Write out the material between the line containing "Within the image above, is any tree line" and the line containing "[158, 55, 531, 161]", inclusive, exactly as it appears.

═════ RECORD SET

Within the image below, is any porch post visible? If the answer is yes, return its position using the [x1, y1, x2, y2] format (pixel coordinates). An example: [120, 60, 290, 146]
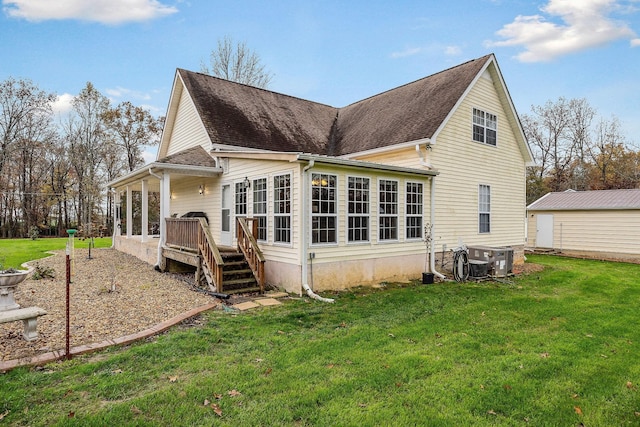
[159, 172, 171, 248]
[113, 190, 122, 236]
[127, 185, 133, 238]
[142, 179, 149, 242]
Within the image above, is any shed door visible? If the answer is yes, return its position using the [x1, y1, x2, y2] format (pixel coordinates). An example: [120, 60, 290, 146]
[536, 214, 553, 248]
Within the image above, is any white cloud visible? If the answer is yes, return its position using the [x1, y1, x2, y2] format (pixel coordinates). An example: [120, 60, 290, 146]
[51, 93, 74, 115]
[487, 0, 638, 62]
[105, 86, 151, 101]
[391, 47, 422, 58]
[2, 0, 178, 24]
[444, 46, 462, 56]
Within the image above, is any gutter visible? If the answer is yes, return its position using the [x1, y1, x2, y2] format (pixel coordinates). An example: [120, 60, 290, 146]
[429, 171, 445, 280]
[149, 168, 169, 268]
[300, 159, 335, 302]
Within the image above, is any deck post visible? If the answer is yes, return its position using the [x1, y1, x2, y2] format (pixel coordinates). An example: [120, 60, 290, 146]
[141, 179, 149, 243]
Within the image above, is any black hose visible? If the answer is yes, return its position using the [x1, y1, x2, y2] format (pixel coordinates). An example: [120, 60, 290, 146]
[453, 250, 469, 282]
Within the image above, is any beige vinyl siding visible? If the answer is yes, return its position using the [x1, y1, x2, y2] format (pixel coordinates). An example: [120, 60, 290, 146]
[169, 175, 220, 224]
[166, 90, 211, 156]
[528, 210, 640, 255]
[358, 72, 526, 251]
[222, 158, 301, 263]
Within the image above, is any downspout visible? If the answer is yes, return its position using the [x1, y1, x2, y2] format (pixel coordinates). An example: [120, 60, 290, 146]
[429, 176, 445, 279]
[300, 159, 334, 302]
[109, 188, 120, 249]
[149, 168, 169, 268]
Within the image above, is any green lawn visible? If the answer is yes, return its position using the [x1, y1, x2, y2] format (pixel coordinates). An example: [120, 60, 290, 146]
[0, 237, 111, 269]
[0, 256, 640, 426]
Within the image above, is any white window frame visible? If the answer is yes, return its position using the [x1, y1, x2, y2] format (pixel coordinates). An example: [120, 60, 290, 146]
[404, 181, 424, 240]
[251, 177, 269, 242]
[478, 184, 491, 234]
[272, 173, 293, 246]
[309, 172, 338, 246]
[471, 107, 498, 147]
[378, 178, 400, 242]
[346, 176, 371, 244]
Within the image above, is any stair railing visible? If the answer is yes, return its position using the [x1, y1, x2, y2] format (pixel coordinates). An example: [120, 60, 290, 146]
[236, 218, 265, 292]
[198, 218, 224, 292]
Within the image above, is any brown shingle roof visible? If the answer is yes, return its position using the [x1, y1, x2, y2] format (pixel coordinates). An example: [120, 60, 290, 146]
[178, 55, 492, 155]
[527, 189, 640, 211]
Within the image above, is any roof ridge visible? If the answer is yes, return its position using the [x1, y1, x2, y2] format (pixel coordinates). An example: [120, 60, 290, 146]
[178, 68, 338, 109]
[340, 53, 493, 109]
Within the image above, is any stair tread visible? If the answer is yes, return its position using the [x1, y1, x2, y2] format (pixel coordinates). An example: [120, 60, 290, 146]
[222, 276, 256, 287]
[222, 268, 253, 276]
[224, 286, 260, 295]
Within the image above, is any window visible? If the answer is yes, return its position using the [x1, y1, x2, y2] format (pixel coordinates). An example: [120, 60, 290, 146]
[236, 182, 247, 216]
[378, 179, 398, 240]
[478, 185, 491, 233]
[406, 182, 422, 239]
[273, 175, 291, 243]
[347, 176, 369, 242]
[253, 178, 267, 241]
[311, 173, 338, 243]
[473, 108, 498, 145]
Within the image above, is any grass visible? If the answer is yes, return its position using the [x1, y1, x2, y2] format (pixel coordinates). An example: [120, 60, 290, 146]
[0, 237, 111, 270]
[0, 252, 640, 426]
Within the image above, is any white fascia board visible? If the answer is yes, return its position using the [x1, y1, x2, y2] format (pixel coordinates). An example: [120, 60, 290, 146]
[107, 162, 222, 188]
[297, 154, 440, 177]
[338, 138, 435, 159]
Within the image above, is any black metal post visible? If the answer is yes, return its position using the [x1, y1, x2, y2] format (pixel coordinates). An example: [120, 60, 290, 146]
[65, 254, 71, 360]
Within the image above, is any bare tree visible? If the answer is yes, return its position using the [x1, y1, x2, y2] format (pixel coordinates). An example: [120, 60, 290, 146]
[67, 82, 109, 234]
[200, 36, 273, 89]
[103, 101, 163, 172]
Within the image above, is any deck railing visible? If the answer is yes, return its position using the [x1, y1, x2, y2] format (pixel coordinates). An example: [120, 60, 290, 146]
[165, 218, 200, 251]
[236, 218, 265, 292]
[198, 218, 224, 292]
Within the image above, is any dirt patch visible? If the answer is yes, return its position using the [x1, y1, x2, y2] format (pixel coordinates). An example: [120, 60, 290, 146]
[512, 262, 544, 276]
[0, 249, 218, 361]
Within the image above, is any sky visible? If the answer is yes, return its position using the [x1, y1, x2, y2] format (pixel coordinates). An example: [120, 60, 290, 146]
[0, 0, 640, 161]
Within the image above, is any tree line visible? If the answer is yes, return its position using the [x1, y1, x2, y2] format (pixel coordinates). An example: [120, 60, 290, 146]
[0, 72, 640, 237]
[0, 78, 164, 237]
[522, 97, 640, 204]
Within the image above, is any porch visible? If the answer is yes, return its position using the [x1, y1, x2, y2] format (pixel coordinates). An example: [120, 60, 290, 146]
[114, 218, 265, 294]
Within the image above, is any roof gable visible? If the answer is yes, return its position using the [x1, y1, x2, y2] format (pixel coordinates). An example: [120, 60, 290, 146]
[527, 189, 640, 211]
[158, 55, 531, 161]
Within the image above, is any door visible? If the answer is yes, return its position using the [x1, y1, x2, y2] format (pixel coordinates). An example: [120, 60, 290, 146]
[536, 214, 553, 248]
[220, 184, 233, 246]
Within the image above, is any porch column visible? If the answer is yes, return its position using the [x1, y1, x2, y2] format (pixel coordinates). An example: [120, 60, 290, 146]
[159, 172, 171, 248]
[142, 179, 149, 242]
[113, 190, 122, 236]
[127, 185, 133, 238]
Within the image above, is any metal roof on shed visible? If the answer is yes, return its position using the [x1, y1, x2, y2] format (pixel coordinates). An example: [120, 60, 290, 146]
[527, 189, 640, 211]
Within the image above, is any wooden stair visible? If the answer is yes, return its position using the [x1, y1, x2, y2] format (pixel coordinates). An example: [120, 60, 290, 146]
[200, 250, 261, 294]
[220, 251, 260, 294]
[161, 218, 265, 294]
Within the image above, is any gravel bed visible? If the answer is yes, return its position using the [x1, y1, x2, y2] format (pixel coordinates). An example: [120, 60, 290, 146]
[0, 249, 218, 361]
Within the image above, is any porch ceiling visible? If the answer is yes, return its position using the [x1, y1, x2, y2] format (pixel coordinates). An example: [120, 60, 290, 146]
[107, 162, 222, 191]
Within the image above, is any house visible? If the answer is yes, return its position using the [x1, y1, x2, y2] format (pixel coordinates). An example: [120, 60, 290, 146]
[527, 189, 640, 259]
[109, 54, 532, 292]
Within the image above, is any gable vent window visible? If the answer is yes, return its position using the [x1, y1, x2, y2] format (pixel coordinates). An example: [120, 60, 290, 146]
[473, 108, 498, 145]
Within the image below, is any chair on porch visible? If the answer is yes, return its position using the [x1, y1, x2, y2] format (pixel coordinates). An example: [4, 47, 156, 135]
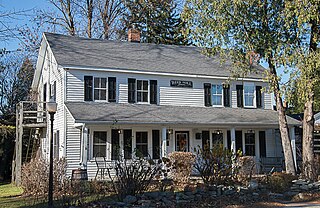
[95, 152, 109, 179]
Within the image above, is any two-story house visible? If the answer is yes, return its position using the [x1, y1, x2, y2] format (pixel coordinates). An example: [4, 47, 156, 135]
[28, 30, 298, 179]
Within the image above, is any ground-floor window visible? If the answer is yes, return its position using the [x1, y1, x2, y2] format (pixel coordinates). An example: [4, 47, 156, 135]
[136, 132, 148, 157]
[92, 131, 107, 157]
[176, 132, 189, 152]
[245, 133, 255, 156]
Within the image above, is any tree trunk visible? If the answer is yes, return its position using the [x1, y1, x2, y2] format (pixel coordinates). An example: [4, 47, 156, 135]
[268, 59, 296, 175]
[302, 85, 317, 180]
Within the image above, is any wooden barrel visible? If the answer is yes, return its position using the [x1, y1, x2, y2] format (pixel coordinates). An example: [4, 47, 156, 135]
[71, 168, 88, 180]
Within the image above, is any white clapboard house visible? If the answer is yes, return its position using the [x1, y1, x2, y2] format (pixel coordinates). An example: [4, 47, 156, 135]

══════════

### EXERCISE OUTPUT
Within the image above, is any tree line visible? If the answer is yes, return its position using the [x1, y1, x2, y2] format (pixel coordinates). An example: [120, 60, 290, 146]
[0, 72, 640, 237]
[0, 78, 164, 237]
[522, 97, 640, 204]
Within the image above, is any porch visible? If the answer is yes, return its position using the [x1, y1, x2, y2] format (pixel coordinates). An example: [120, 60, 290, 146]
[114, 218, 265, 294]
Within the image above, is any roof gable visible? If the answer is yes, return its position using the [x1, y1, x2, y2] format (pixel coordinates). An example: [120, 60, 290, 146]
[527, 189, 640, 211]
[158, 55, 531, 161]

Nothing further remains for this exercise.